Provided passage.

The Role of Emergency Department Observation Units in Pandemic Surge Response
Mallika Singh, MD
Department of Emergency Medicine
NYU Langone Medical Center
Chris Caspers, MD
Department of Emergency Medicine
NYU Langone Hospital—Long Island
Emergency departments (EDs) have functioned as the clinical safety net for society since their inception. During pandemics, these safety nets are heavily impacted, due to the stress placed on critical resources by surging patient volumes combined with increased rates of morbidity and mortality.1,2,3,4,5 The COVID-19 pandemic placed a significant stress on the healthcare system through higher ED volume, greater inpatient admission rates coupled with decreased throughput, ED crowding, and numerous infrastructural demands created by infection prevention and control.6,7,8,9,10 As observation units (OUs) have historically extended the safety net provided by the ED by delivering short-term care to create additional ED and hospital bed capacity, OUs were one of many innovative and significant care models utilized to address the pandemic-related patient surge.1,6,11,12,13 OUs were employed by hospital systems as a physical space within the hospital, virtual space within the hospital, and in novel ways through virtual or home care systems to assist with surging patient volumes and reduce overall ED boarding. 3,4,5,6,7,11,14,15
Previous literature has shown that OUs offer flexible, scalable delivery models during times of disaster.1 During the COVID-19 pandemic, three case studies add to this literature by demonstrating how OUs can be leveraged to address capacity constraints during a disaster such as a global pandemic. At New York University Langone Health, the OU was restructured through staffing reallocation and unit relocation as the acuity of the patient population presenting to the ED drastically changed. At Mt. Sinai Hospital System, the OU was expanded into an ED-ICU unit to meet the needs of critically ill COVID-19 patients.15 At Atrium Health Hospital System, an at-home and virtual OU plan was fast-tracked to provide the health system with additional inpatient capacity.14 Each of these case studies illustrates how OUs mitigated the challenges faced by the ED through the reallocation of physical space and infrastructure, redeployment of staff to fill requirements, and extending care into the virtual space.

Information provided.
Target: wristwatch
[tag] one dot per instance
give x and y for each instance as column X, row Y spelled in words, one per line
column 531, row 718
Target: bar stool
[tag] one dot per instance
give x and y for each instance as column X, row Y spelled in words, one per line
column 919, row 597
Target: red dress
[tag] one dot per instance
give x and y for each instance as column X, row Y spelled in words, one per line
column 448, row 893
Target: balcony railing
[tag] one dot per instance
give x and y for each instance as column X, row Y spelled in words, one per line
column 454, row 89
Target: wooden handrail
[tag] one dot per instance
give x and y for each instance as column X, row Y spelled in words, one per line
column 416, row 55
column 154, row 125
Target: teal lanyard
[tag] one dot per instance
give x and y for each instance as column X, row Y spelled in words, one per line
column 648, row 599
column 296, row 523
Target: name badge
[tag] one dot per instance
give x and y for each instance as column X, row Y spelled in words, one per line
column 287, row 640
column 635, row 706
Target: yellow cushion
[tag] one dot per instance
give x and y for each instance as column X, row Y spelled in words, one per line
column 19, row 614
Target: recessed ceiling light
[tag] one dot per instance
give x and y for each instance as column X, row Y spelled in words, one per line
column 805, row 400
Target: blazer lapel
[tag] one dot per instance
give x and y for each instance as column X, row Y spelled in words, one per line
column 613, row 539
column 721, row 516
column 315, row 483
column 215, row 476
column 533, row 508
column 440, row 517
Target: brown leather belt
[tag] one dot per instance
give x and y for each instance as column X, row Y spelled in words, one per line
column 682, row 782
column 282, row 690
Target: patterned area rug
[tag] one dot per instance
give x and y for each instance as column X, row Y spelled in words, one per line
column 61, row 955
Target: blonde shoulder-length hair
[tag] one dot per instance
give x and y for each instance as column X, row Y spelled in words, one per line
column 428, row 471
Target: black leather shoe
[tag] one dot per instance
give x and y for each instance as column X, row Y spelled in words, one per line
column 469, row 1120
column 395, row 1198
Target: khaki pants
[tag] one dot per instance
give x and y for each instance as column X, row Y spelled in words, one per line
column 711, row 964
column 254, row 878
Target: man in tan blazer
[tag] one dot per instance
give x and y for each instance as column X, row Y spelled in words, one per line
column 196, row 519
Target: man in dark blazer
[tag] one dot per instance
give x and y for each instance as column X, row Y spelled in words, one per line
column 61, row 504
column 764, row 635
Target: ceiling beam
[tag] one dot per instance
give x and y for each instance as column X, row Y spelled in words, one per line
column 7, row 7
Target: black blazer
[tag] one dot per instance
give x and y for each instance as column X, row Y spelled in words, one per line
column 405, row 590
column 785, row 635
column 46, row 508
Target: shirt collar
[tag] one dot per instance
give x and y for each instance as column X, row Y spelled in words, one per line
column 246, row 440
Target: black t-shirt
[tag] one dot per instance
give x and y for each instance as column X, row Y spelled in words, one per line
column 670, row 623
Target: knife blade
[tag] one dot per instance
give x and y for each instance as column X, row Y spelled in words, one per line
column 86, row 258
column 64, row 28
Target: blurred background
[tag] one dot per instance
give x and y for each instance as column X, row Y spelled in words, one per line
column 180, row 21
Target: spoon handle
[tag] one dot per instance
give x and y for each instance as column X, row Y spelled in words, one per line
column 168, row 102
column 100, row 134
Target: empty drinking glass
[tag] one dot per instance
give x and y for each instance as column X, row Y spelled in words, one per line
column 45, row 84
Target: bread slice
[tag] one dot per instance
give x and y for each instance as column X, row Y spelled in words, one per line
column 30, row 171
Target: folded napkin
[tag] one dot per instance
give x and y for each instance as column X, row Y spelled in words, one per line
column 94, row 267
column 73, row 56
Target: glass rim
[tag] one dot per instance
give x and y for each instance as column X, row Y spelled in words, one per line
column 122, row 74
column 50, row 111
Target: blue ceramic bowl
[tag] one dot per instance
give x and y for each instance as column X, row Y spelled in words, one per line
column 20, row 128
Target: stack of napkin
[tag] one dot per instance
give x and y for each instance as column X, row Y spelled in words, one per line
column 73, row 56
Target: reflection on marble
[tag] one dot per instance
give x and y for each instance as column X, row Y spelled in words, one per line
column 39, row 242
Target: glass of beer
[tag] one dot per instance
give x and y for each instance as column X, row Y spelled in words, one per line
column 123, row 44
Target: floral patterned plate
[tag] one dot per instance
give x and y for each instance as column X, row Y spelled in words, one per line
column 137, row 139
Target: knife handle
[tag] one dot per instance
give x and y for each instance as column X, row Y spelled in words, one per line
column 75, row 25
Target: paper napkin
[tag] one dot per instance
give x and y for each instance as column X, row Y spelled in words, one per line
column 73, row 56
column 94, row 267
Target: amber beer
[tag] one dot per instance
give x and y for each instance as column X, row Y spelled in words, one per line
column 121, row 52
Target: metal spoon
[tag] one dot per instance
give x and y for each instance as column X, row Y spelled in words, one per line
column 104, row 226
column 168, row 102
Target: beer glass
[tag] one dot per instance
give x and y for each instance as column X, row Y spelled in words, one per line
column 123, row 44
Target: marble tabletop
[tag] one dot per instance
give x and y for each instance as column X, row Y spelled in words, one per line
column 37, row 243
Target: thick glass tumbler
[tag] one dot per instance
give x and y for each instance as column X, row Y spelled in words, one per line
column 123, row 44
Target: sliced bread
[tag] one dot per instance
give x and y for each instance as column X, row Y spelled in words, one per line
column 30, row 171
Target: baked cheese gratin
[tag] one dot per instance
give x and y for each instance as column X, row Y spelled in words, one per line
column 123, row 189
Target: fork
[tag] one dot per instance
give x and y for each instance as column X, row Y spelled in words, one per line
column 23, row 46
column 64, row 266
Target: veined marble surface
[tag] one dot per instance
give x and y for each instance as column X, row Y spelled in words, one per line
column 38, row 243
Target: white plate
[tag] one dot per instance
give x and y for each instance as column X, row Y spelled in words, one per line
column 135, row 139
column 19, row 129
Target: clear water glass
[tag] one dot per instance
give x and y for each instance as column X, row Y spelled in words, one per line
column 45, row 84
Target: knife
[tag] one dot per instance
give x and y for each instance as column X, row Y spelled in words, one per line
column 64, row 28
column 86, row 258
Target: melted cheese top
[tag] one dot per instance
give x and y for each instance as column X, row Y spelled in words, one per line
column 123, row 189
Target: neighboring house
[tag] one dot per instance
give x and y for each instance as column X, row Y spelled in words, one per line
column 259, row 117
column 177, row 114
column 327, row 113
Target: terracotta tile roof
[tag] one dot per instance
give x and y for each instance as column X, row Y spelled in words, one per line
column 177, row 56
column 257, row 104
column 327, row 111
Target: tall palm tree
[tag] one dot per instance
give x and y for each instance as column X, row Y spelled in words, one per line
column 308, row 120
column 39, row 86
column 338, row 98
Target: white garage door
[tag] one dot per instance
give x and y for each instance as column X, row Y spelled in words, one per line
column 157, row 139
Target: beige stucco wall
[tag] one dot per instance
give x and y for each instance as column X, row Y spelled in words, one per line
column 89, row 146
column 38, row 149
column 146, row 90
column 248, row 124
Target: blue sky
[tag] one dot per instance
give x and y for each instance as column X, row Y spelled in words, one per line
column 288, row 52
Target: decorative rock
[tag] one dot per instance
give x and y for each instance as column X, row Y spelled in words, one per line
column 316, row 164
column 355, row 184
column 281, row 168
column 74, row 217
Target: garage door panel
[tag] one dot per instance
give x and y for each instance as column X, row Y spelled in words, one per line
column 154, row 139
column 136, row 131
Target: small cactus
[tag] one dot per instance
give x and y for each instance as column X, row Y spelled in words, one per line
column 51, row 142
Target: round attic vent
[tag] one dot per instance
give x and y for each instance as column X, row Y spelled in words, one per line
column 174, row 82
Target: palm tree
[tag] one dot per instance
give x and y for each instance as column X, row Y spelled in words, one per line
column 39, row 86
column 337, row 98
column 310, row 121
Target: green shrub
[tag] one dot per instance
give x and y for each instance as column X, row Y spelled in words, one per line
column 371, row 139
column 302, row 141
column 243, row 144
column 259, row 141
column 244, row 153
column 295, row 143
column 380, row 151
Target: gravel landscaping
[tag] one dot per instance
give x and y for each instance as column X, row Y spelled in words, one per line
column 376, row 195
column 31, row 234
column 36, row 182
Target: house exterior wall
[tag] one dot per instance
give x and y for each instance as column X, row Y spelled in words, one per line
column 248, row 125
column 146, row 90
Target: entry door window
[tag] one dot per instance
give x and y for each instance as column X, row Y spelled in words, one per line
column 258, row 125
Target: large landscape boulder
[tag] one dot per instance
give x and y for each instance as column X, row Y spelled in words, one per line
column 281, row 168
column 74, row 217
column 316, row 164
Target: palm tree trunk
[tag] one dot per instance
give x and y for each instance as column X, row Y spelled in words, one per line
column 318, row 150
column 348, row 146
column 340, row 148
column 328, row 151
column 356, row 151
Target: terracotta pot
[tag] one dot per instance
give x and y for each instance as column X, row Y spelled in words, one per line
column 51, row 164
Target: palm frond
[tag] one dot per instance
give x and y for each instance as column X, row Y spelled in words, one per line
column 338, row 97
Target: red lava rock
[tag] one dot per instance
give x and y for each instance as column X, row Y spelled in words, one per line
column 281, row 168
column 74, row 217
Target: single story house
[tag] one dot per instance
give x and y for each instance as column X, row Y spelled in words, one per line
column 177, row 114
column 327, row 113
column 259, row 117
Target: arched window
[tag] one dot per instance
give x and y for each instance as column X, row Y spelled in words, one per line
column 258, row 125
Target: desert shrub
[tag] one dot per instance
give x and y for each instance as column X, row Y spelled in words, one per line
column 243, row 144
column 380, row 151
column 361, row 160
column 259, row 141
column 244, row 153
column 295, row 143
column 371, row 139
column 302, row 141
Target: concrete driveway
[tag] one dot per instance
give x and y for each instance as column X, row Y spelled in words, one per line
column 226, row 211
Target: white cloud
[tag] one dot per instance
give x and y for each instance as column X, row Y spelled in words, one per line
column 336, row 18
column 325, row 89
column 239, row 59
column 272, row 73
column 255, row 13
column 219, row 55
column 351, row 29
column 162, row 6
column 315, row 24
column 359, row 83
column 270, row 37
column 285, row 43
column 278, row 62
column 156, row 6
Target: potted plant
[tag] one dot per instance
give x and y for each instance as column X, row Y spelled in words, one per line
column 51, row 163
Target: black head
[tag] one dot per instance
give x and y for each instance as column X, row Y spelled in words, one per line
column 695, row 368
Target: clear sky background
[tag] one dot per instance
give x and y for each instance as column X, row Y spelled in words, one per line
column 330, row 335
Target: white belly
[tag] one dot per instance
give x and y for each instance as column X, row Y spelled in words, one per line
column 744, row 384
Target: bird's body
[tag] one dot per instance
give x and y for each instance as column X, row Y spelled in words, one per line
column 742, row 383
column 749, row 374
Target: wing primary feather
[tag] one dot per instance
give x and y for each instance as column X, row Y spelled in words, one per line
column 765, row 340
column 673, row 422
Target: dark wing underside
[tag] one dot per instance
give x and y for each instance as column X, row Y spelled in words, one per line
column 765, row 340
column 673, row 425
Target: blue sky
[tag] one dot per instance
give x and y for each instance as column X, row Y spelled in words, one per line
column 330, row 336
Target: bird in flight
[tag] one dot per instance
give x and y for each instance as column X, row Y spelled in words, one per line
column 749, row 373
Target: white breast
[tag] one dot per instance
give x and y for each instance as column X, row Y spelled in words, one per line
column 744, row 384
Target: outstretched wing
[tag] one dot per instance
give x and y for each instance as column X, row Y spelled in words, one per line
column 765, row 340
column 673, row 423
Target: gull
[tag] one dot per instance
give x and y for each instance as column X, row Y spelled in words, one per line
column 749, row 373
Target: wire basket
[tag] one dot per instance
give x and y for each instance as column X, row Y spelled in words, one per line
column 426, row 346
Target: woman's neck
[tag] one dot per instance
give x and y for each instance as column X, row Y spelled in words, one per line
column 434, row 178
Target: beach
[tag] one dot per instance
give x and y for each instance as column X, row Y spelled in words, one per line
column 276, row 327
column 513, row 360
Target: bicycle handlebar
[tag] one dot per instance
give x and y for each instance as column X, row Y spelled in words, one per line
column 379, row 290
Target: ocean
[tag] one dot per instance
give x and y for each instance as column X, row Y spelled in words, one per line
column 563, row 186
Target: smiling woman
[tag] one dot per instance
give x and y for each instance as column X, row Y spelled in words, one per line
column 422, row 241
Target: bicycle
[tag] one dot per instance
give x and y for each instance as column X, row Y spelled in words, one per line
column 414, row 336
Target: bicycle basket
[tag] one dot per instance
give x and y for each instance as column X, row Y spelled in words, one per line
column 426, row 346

Questions.
1) In the article on emergency department observation units during pandemics, what did Mt. Sinai Hospital System expand its observation unit into?
2) Continue the article on emergency department observation units in pandemic surge response with the next part after its final sentence.

Answers to the exercise.
1) An ED-ICU unit for critically ill COVID-19 patients.

2)
The COVID-19 pandemic catalyzed health systems to make swift decisions and implement innovative solutions to manage the disruption created by pandemic-related surges in patient volume, morbidity, and mortality. The COVID-19 pandemic highlighted the importance of flexibility, interdisciplinary collaboration, and managing infrastructural challenges. The ability, experience, and protocols generated from repurposing an OU or expanding remote OU health services is invaluable, as we will likely continue to face pandemics or similar disruptions throughout our lifetime.